■ **What the task requires**
Retype the records from the start through the line containing "left=359, top=184, right=415, bottom=273", keeping every line as it appears.

________________________

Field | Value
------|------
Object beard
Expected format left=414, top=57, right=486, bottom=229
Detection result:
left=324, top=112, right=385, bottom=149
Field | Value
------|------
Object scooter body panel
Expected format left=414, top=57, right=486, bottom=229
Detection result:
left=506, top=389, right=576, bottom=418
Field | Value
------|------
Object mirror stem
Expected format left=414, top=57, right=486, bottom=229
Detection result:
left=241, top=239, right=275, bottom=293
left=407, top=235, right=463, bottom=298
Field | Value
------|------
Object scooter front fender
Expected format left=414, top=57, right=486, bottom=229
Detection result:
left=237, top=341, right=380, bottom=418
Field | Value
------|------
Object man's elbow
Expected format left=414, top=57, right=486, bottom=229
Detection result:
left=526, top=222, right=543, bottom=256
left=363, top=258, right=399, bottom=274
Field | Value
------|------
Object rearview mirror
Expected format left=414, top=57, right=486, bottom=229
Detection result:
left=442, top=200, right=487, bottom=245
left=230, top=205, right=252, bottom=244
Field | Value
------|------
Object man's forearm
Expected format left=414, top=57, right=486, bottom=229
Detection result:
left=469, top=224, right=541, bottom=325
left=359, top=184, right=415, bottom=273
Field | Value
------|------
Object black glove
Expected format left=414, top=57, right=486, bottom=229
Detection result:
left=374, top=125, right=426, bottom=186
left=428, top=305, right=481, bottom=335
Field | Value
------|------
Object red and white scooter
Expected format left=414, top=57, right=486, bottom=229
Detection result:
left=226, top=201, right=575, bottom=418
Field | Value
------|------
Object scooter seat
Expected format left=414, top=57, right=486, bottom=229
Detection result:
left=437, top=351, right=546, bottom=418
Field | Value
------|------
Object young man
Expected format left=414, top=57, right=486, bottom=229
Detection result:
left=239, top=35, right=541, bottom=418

________________________

■ **Response**
Field | Value
------|------
Object beard
Expected format left=414, top=57, right=486, bottom=229
Detection result:
left=324, top=112, right=385, bottom=149
Field | Value
------|------
Object scooter body panel
Expected format left=414, top=57, right=486, bottom=229
Detection result:
left=506, top=389, right=576, bottom=418
Field | Value
------|------
Object mirror stem
Expected format left=414, top=57, right=486, bottom=229
Detection result:
left=241, top=239, right=275, bottom=293
left=407, top=235, right=463, bottom=298
Field | Value
------|------
Object scooter front fender
Expected format left=414, top=57, right=486, bottom=229
Detection result:
left=237, top=341, right=380, bottom=418
Field | Value
------|------
Object man's elbow
Expected format left=414, top=57, right=486, bottom=229
Detection result:
left=526, top=222, right=543, bottom=256
left=363, top=258, right=399, bottom=274
Field | Value
------|------
Object rearview mirror
Expected format left=414, top=57, right=486, bottom=229
Detection result:
left=442, top=200, right=487, bottom=245
left=230, top=205, right=252, bottom=244
Field | Value
------|------
Object man's forearm
Expected format left=414, top=57, right=486, bottom=229
Detection result:
left=469, top=224, right=541, bottom=325
left=359, top=184, right=415, bottom=273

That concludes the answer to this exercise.